Le lavoir
Des siècles de linges maculés de terre, de gras, de sang ont retrouvé leur blancheur dans ses eaux claires. Des siècles de paroles tantôt acerbes, tantôt crues, tantôt consolatrices ont été déversés sous son toit.
Les salissures comme les paroles, il les a emportées au loin dans le faible courant d'eau qui le traverse.
Aucune tour ne le surmonte. Aucunes moulures n'ornent le linteau de sa porte. A l'intérieur, seule la lumière jouant sur les pierres lui tient lieu de décoration. Rien que du fonctionnel!
Et pourtant, ne méritait-il pas le même égard porté aux autres bâtiments du village, lui qui renouvelle les étoffes et les coeurs.
S'il est resté si simple, à l'écart souvent, posé sur un mince ruisseau, c'est qu'il était avant tout le parlement des femmes, dont la parole ne méritait pas les honneurs, comme celle de Monsieur le curé ou de Monsieur le Maire et de son conseil, femmes dont il a été décrété un jour, mais par qui, que le propre et le sale étaient leur affaire.
Bessy sur Cure, le 14 avril 2016
Ma profonde gratitude à Jean, jacquet en 2002, qui a porté à manger à deux pèlerins affamés, Patrick et moi, dans ce village d'où les commerces ont fui, mais pas l'hospitalité.

*Questions à traiter*
- 1) Veuillez mettre à jour le texte sur le lavoir de « Aucune tour ne » à « étaient leur affaire. » en remplaçant « ruisseau » par « ru ».
- 2) Dites si chaque affirmation concorde avec le texte sur le lavoir. Répondez par oui ou non et citez les mots décisifs du texte. (a) Une tour surmonte le lavoir. (b) Un faible courant d'eau traverse le lavoir. (c) Le texte est daté du 14 avril 2016.
Vous n'avez pas besoin des lignes de données pour répondre.

*Extrait de données*
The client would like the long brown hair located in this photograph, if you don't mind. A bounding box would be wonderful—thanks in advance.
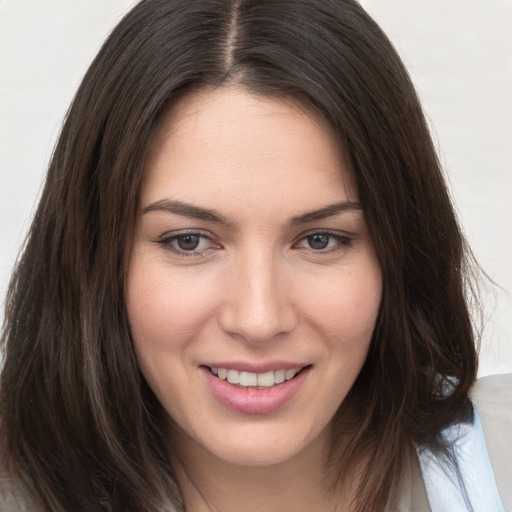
[0,0,476,512]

*Résultats dans l'ordre*
- 1)
Aucune tour ne le surmonte. Aucunes moulures n'ornent le linteau de sa porte. A l'intérieur, seule la lumière jouant sur les pierres lui tient lieu de décoration. Rien que du fonctionnel!
Et pourtant, ne méritait-il pas le même égard porté aux autres bâtiments du village, lui qui renouvelle les étoffes et les coeurs.
S'il est resté si simple, à l'écart souvent, posé sur un mince ru, c'est qu'il était avant tout le parlement des femmes, dont la parole ne méritait pas les honneurs, comme celle de Monsieur le curé ou de Monsieur le Maire et de son conseil, femmes dont il a été décrété un jour, mais par qui, que le propre et le sale étaient leur affaire.

- 2)
(a) Non : « Aucune tour ne le surmonte. »
(b) Oui : « dans le faible courant d'eau qui le traverse »
(c) Oui : « Bessy sur Cure, le 14 avril 2016 »